Exercise requirements
Copy out every line of the material below word for word, with nothing changed, added, or left out.

(Records from a data source)

Begin

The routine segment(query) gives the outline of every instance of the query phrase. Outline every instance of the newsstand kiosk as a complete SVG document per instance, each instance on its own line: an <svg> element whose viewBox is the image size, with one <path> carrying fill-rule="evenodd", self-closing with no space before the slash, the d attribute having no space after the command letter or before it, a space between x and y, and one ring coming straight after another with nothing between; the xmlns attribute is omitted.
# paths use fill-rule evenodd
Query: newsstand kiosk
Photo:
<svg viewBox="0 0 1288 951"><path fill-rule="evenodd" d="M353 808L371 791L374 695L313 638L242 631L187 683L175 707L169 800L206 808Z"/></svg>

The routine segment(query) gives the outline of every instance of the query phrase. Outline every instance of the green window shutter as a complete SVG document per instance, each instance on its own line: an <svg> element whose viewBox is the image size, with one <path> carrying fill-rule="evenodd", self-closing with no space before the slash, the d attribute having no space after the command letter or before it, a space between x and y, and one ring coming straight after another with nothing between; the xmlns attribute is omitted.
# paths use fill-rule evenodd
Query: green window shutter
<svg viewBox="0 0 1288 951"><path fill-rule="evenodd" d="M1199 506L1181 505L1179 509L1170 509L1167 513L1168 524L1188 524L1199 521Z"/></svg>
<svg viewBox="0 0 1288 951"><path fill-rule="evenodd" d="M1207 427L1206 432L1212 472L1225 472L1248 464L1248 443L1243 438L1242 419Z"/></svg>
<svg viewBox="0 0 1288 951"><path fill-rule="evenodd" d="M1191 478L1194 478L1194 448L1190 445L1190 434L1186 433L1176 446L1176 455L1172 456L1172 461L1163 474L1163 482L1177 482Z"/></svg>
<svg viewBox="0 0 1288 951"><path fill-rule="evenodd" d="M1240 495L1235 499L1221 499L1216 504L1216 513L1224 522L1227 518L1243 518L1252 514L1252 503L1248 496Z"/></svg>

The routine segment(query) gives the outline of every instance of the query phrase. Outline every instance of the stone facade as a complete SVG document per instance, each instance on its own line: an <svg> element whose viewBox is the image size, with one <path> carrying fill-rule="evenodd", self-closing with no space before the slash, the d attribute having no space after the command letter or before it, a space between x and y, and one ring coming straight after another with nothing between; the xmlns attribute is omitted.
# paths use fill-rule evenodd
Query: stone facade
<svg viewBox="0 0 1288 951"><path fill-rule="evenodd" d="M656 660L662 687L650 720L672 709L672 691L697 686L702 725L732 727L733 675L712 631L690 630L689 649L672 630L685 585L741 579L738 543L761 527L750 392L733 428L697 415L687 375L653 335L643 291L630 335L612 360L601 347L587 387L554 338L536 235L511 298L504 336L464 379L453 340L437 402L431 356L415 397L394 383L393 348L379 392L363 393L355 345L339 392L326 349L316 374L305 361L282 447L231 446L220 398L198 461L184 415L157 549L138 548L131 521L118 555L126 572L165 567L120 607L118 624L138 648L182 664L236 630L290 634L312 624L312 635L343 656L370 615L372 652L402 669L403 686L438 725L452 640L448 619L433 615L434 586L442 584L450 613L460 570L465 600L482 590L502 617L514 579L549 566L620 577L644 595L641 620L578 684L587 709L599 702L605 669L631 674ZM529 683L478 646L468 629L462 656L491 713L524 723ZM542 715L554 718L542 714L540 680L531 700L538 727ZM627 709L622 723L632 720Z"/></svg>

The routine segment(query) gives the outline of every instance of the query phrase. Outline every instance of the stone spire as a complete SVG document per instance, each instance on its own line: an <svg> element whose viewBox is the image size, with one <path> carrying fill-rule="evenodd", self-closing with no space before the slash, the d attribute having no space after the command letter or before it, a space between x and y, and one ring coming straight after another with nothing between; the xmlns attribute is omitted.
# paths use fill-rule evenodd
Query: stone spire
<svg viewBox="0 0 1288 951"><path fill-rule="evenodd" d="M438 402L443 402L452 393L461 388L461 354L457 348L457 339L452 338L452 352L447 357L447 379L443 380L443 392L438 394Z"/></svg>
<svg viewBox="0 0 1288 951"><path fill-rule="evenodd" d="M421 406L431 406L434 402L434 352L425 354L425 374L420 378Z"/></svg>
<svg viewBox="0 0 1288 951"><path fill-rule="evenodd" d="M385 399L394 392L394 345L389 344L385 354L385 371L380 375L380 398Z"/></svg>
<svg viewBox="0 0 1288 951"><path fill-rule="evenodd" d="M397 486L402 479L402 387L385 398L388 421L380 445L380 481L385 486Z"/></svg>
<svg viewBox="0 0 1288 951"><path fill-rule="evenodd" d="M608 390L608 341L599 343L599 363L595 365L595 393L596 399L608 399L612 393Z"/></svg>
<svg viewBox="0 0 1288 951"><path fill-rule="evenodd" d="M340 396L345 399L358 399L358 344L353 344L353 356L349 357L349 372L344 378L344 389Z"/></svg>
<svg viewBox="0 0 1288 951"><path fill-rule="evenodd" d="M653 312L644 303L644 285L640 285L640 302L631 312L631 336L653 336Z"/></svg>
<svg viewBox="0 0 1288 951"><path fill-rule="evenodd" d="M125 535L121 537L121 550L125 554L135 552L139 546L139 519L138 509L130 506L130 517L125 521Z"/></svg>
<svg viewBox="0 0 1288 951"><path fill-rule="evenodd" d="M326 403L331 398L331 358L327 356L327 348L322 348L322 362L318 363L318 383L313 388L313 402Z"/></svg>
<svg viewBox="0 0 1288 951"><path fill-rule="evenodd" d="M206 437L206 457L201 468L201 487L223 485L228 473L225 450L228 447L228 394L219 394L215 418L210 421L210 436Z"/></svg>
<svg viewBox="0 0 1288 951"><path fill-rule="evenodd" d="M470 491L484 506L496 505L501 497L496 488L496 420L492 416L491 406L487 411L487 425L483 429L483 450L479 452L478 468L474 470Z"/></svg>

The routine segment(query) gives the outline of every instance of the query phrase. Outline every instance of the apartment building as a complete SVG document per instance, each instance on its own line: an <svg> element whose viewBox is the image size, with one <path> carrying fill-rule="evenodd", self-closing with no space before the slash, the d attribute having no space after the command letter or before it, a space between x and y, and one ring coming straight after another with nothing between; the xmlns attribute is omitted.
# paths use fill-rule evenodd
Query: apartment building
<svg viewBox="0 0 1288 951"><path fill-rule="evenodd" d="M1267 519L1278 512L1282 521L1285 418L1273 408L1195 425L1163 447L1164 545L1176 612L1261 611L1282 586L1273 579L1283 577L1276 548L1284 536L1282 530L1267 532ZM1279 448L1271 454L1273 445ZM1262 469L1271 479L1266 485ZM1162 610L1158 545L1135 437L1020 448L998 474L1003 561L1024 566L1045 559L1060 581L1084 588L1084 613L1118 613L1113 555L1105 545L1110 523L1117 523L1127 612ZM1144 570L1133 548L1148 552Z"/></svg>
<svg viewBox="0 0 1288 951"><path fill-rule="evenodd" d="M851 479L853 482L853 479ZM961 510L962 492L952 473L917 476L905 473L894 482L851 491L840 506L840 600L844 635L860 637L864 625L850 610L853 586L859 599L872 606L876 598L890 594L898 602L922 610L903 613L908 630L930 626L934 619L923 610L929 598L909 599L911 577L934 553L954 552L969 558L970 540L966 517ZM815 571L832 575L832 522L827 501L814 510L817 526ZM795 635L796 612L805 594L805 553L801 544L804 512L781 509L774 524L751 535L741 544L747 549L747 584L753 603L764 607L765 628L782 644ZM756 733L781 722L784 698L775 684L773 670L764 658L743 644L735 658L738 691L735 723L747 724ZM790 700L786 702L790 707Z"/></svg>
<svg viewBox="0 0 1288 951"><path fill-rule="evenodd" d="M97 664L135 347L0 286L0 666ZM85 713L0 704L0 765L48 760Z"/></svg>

End

Task result
The routine segment(query) gives the outline of every instance of the query phrase. Outline every instance of the newsstand kiosk as a complete SVG document per instance, each instance on its own line: an <svg> element whose viewBox is the image size, with one <path> carrying fill-rule="evenodd", self-closing with no space before the slash, the d attribute having no space after the command letter or before it, a space between x and y, and one ring coming straight after another with nothing between; the xmlns attribute is omitted.
# paths use fill-rule evenodd
Query: newsstand kiosk
Photo:
<svg viewBox="0 0 1288 951"><path fill-rule="evenodd" d="M353 808L371 791L374 695L313 638L242 631L187 683L175 707L169 800L206 808Z"/></svg>

The routine segment(query) gives the outline of every instance of the query phrase. Outline every instance of the green window shutter as a complete SVG document per instance, each instance on its own line: an <svg> element whose viewBox is the image size, with one <path> carrying fill-rule="evenodd", self-closing with no space before the slash, the d attribute having no space after the command letter or before it, a space between x and y, and one ring coming straight after another with nothing between; the xmlns attribute is omitted.
# paths use fill-rule evenodd
Query: green window shutter
<svg viewBox="0 0 1288 951"><path fill-rule="evenodd" d="M1199 506L1181 505L1179 509L1170 509L1167 513L1168 524L1188 524L1199 521Z"/></svg>
<svg viewBox="0 0 1288 951"><path fill-rule="evenodd" d="M1207 427L1206 432L1212 472L1225 472L1248 464L1248 443L1243 438L1242 419Z"/></svg>
<svg viewBox="0 0 1288 951"><path fill-rule="evenodd" d="M1191 478L1194 478L1194 448L1190 445L1190 434L1186 433L1176 446L1176 455L1172 456L1172 461L1163 474L1163 482L1177 482Z"/></svg>
<svg viewBox="0 0 1288 951"><path fill-rule="evenodd" d="M1240 495L1235 499L1221 499L1216 504L1216 513L1224 522L1227 518L1243 518L1252 514L1252 503L1248 496Z"/></svg>

The routine segment(query) gives the outline of every instance of the query phrase. Outline every instance of the stone facade as a complete SVG document per instance, each instance on its own line: an <svg> element whose viewBox is the image size, with one <path> carrying fill-rule="evenodd", self-closing with no space before the slash, the d attribute having no space after the command letter or before it, a space between x and y, and one ring coming straight after another with nothing between; the xmlns attribute is omitted.
# paths use fill-rule evenodd
Query: stone facade
<svg viewBox="0 0 1288 951"><path fill-rule="evenodd" d="M656 660L662 687L650 720L672 709L672 691L697 686L702 725L732 727L733 675L712 631L690 630L689 649L672 630L685 585L741 579L738 543L761 527L750 392L733 428L697 415L687 375L653 335L643 291L630 335L612 360L601 347L587 387L554 338L536 235L511 298L504 336L464 379L453 340L437 402L431 356L415 397L394 383L393 348L379 392L363 393L355 345L339 392L326 349L316 374L305 361L282 447L231 446L220 398L198 461L184 415L157 549L138 548L131 521L118 555L126 572L165 567L120 607L118 624L138 648L182 664L236 630L290 634L312 624L312 635L343 656L370 615L372 652L402 669L403 686L438 725L452 640L448 619L433 615L434 586L442 584L450 613L460 570L465 600L482 590L502 617L514 579L549 566L620 577L644 595L641 620L578 684L587 709L599 702L605 669L631 674ZM529 683L478 646L468 629L462 656L491 713L524 723ZM542 715L554 718L542 714L540 680L531 700L538 727ZM627 709L622 723L632 720Z"/></svg>

The routine segment(query) gives the outline of every instance of the query phrase. Outline every instance of the stone spire as a complete SVG document per instance, each instance on its own line: an <svg> element whose viewBox is the image size, with one <path> carrying fill-rule="evenodd", self-closing with no space before the slash, the d attribute having no space after the command letter or before it, a space between x and y, and one ring coming straight after another with nothing between; the xmlns attribute is omitted.
# paths use fill-rule evenodd
Query: stone spire
<svg viewBox="0 0 1288 951"><path fill-rule="evenodd" d="M438 402L443 402L452 393L461 388L461 354L457 348L457 339L452 338L452 352L447 357L447 379L443 380L443 392L438 394Z"/></svg>
<svg viewBox="0 0 1288 951"><path fill-rule="evenodd" d="M421 406L431 406L434 402L434 352L425 354L425 374L420 378Z"/></svg>
<svg viewBox="0 0 1288 951"><path fill-rule="evenodd" d="M385 399L394 392L394 345L389 344L385 354L385 371L380 375L380 398Z"/></svg>
<svg viewBox="0 0 1288 951"><path fill-rule="evenodd" d="M397 486L402 479L402 387L385 398L388 421L380 445L380 481L385 486Z"/></svg>
<svg viewBox="0 0 1288 951"><path fill-rule="evenodd" d="M608 390L608 341L599 343L599 363L595 365L595 393L596 399L608 399L612 393Z"/></svg>
<svg viewBox="0 0 1288 951"><path fill-rule="evenodd" d="M340 396L345 399L358 399L358 344L353 344L353 356L349 357L349 372L344 378L344 389Z"/></svg>
<svg viewBox="0 0 1288 951"><path fill-rule="evenodd" d="M653 312L644 303L644 285L640 285L640 302L631 312L631 336L653 336Z"/></svg>
<svg viewBox="0 0 1288 951"><path fill-rule="evenodd" d="M125 535L121 537L121 550L125 554L135 552L139 546L139 519L138 509L130 506L130 517L125 521Z"/></svg>
<svg viewBox="0 0 1288 951"><path fill-rule="evenodd" d="M326 403L331 398L331 358L327 356L327 348L322 348L322 362L318 363L318 383L313 388L313 402Z"/></svg>
<svg viewBox="0 0 1288 951"><path fill-rule="evenodd" d="M206 437L206 457L201 468L201 487L223 485L228 473L225 450L228 447L228 394L219 394L215 418L210 421L210 436Z"/></svg>
<svg viewBox="0 0 1288 951"><path fill-rule="evenodd" d="M470 491L484 506L496 505L501 497L496 488L496 420L492 416L491 406L487 411L487 425L483 429L483 450L479 452L478 468L474 470Z"/></svg>

The routine segment(query) gives the outline of every instance of the query phrase. Outline every instance of the apartment building as a complete SVG document per instance, each instance on its own line: an <svg> element whose viewBox is the image size, with one <path> carrying fill-rule="evenodd", self-closing with no space before the slash, the d attribute having no space after the command letter or before it, a space between x and y, and one ring coming straight after another with nothing between; the xmlns attribute is omitted.
# paths use fill-rule evenodd
Query: apartment building
<svg viewBox="0 0 1288 951"><path fill-rule="evenodd" d="M1267 519L1278 512L1282 521L1285 418L1273 408L1195 425L1163 447L1164 545L1176 612L1261 611L1282 586L1273 579L1283 577L1276 548L1284 536L1282 530L1267 532ZM1279 448L1271 454L1273 445ZM1262 469L1271 479L1266 485ZM1162 610L1158 545L1135 437L1020 448L998 474L1003 561L1024 566L1045 559L1060 581L1084 588L1084 613L1118 613L1113 555L1105 545L1110 523L1117 523L1127 612ZM1144 570L1133 548L1148 552Z"/></svg>
<svg viewBox="0 0 1288 951"><path fill-rule="evenodd" d="M851 479L853 482L853 479ZM961 510L962 492L952 473L917 476L905 473L894 482L851 491L840 506L840 600L844 635L860 637L864 625L850 610L853 586L859 599L872 606L876 598L890 594L898 602L922 610L903 613L908 630L930 626L934 619L923 610L929 598L909 599L911 577L934 553L954 552L969 558L970 540L966 517ZM815 571L832 575L832 522L827 501L814 510L817 526ZM795 635L796 612L805 594L805 553L801 544L804 512L781 509L774 524L751 535L741 544L747 549L747 584L753 603L764 607L765 628L782 644ZM756 733L781 722L784 698L775 684L773 670L764 658L743 644L735 658L738 691L735 723L747 724ZM790 700L786 702L790 707Z"/></svg>
<svg viewBox="0 0 1288 951"><path fill-rule="evenodd" d="M97 664L135 347L0 286L0 666ZM85 713L0 704L0 765L48 760Z"/></svg>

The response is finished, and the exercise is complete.